### PASSAGE PROVIDED
▼
2.4. The Infestation Modulates the Expression of PREs Genes in a Different Way in WT and Atpme3-1 Both before and after Parasite Attachment

The expression of the PRE gene in host roots under control and infestation conditions was assessed by using primers specific to A. thaliana sequences (Table S1). The expression patterns of PME and PAE gene families in roots of WT and Atpme3-1 were measured at three time points: pre-attachment (6 h and 12 h) and post-attachment (14 days) of P. ramosa (Figure 5A–C, respectively).

Among the 12 PAE-encoding genes in A. thaliana, only PAE7 presented a strong expression, which was 1000 times higher in comparison with the other PAE genes (Table S2). Under control conditions, WT and Atpme3-1 displayed similar levels of PAE7 expression only at the early time point of 6 hai (Figure 5A—PAE). At 12 hai and 14 dai, PAE7 expression was significantly lower in the mutant compared to WT (Figure 5B,C—PAE). Infestation modulated PAE7 expression differently in WT and Atpme3-1 roots, thus dropping at 6 hai and 12 hai in WT but only at 6 hai in Atpme3-1 (Figure 5A,B—PAE). Later, modulation in the mutant consisted of PAE7 overexpression at 6 hai and 14 dai, while decreasing and unchanged levels were observed in the infested WT at 6 hai and 14 dai, respectively (Figure 5A,C—PAE). Finally, WT displayed a higher level of PAE7 expression than Atpme3-1 at 14 dai in both control and infestation conditions (Figure 5C—PAE).

Among the 66 gene members of the PME family in A. thaliana, only 8 genes were highly expressed at 6 hai in both WT and Atpme3-1. PME18 and PME31 were consistently the most expressed genes (Figure 5A—PME-WT and A—PME-Atpme3-1). Five expressed genes were common to both genotypes: PME17, PME18, PME31, PME35, and PME51. PME40 and PME62 were expressed particularly in WT, whereas PME41 was expressed only in Atpme3-1.

Comparatively, fewer PME genes were highly expressed in both genotypes at 12 hai, including PME18, PME17, PME31, PME35, and PME51 in WT, and only PME18 and PME62 in Atpme3-1 (Figure 5B—PME-WT and B-PME-Atpme3-1). The expression of these genes also decreased at this time point in response to infestation (Figure 5B—PME-WT), except for PME 18 expression, which highly increased in Atpme3-1 (Figure 5B—PME-Atpme3-1).

The expression of several PME genes, especially PME 40, enhanced at 14 dai in the infected WT (Figure 5C—PME-WT). Along with PME18 and PME31, PME40 became one of the most highly expressed PME genes in the infected WT. A similar pattern was observed in infected Atpme3-1, particularly for PME62 and PME31 (Figure 5C—PME- Atpme3-1).

More generally, the expression of certain PME genes increased in response to infestation in both genotypes. However, this response was observed much earlier, as soon as 12 hai, in Atpme3-1 (Figure 5B—PME-WT and -Atpme3-1).
▲
### ACTIVITY LIST
a. In the passage on PRE gene expression, swap "infected WT" for "infested WT" and write out the text from "The expression of several" to "(Figure 5C—PME- Atpme3-1).".
b. Which five PME genes does the passage on PRE gene expression name as expressed in both genotypes at 6 hai?
c. According to the passage on PRE gene expression, how many gene members make up the PME family in A. thaliana?
The listing that comes next has no connection to the passage on PRE gene expression.

### Point-per-instance localization data
▼
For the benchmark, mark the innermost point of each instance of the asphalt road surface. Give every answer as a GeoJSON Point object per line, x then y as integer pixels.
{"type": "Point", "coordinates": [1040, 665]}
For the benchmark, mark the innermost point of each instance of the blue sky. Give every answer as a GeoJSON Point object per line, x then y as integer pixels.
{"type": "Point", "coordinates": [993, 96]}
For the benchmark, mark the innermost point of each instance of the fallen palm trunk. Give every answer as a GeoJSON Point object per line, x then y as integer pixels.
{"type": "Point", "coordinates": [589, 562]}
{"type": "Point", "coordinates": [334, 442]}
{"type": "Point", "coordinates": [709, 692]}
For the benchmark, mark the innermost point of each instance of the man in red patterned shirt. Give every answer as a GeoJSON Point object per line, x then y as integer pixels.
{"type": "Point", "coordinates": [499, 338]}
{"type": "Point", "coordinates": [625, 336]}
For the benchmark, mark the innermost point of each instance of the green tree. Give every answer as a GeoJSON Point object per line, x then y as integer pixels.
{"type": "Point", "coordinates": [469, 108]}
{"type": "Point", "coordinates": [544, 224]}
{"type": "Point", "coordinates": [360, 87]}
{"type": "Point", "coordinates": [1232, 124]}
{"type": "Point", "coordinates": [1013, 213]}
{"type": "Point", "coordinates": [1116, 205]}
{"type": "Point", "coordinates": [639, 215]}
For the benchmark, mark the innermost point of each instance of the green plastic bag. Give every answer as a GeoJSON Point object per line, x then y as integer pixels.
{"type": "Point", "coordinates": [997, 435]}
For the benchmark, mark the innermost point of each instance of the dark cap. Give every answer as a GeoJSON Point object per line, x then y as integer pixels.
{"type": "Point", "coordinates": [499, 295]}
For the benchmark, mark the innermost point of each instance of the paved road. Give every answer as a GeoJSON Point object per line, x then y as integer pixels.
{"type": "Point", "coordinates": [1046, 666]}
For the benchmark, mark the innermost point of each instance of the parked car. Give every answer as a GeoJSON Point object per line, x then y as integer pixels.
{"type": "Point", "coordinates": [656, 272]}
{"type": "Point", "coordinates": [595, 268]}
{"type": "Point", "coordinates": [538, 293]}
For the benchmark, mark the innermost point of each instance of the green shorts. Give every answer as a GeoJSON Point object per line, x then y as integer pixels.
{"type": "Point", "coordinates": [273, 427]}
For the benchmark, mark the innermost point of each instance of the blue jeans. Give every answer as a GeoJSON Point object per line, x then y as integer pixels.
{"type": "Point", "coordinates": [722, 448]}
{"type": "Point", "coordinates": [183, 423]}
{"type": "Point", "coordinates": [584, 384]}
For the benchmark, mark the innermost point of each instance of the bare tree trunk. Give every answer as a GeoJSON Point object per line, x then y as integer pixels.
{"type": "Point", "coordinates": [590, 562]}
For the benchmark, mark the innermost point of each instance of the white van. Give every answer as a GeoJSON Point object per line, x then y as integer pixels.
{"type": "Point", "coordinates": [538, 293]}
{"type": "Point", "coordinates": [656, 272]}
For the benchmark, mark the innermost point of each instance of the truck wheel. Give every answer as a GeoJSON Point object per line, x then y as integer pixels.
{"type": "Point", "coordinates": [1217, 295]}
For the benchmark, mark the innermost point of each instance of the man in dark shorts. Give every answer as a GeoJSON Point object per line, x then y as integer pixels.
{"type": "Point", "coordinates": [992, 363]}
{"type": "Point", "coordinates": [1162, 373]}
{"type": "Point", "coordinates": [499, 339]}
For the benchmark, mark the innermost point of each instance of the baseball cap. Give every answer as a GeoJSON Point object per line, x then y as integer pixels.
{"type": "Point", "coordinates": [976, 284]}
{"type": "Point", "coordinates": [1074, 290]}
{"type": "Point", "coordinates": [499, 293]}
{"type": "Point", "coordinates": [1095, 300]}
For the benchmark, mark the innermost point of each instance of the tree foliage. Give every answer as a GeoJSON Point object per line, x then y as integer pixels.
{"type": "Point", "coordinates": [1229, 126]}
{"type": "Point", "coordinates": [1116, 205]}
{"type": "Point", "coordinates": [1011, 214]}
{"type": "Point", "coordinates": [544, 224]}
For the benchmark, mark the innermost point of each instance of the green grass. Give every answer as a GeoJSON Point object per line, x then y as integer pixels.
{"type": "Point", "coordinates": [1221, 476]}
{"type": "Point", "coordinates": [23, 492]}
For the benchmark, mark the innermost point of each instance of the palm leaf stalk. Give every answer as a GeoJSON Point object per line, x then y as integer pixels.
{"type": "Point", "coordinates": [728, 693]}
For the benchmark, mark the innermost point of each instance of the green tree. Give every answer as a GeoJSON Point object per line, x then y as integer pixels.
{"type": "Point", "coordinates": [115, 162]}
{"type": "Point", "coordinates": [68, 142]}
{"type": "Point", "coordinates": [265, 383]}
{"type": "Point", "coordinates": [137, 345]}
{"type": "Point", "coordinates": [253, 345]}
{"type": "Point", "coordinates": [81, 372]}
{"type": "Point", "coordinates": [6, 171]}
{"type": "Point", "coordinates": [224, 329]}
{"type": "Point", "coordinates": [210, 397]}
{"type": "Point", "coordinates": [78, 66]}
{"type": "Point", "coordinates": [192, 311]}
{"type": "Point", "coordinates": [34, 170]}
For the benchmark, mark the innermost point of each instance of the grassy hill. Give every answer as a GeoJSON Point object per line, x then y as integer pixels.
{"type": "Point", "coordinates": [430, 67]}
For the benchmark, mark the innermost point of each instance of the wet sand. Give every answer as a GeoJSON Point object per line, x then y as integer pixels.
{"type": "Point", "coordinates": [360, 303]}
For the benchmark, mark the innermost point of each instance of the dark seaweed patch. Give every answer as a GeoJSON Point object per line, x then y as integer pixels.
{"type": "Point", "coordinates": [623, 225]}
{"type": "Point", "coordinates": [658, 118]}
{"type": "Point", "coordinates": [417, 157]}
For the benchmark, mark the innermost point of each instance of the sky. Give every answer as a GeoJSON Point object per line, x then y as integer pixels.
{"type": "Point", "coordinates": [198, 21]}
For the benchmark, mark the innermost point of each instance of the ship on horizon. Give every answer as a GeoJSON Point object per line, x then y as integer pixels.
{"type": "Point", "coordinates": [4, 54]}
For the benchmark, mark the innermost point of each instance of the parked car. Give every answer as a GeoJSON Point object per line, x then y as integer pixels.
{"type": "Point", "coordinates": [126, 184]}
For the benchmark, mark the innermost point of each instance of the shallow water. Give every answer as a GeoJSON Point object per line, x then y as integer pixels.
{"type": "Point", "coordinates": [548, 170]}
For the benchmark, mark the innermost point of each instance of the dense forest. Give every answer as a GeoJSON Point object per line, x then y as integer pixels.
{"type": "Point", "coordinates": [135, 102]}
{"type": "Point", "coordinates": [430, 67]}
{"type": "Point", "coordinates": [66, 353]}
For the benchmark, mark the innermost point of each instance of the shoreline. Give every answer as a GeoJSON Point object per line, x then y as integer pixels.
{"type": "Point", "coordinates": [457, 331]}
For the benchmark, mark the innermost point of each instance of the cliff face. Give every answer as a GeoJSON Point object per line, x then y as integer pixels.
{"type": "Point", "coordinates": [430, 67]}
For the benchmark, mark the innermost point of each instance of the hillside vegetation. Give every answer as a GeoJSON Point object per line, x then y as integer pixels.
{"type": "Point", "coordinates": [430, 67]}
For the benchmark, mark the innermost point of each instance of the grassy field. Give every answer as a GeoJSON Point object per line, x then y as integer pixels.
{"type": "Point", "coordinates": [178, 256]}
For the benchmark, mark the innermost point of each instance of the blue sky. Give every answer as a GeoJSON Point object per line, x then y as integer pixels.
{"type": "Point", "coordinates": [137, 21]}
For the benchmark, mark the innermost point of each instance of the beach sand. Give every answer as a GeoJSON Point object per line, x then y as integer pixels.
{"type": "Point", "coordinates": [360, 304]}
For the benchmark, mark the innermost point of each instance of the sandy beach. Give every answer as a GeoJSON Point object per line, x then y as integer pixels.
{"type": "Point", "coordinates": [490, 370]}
▲
### RESPONSES TO THE EXERCISE
a.
The expression of several PME genes, especially PME 40, enhanced at 14 dai in the infested WT (Figure 5C—PME-WT). Along with PME18 and PME31, PME40 became one of the most highly expressed PME genes in the infested WT. A similar pattern was observed in infected Atpme3-1, particularly for PME62 and PME31 (Figure 5C—PME- Atpme3-1).

b. PME17, PME18, PME31, PME35, and PME51

c. 66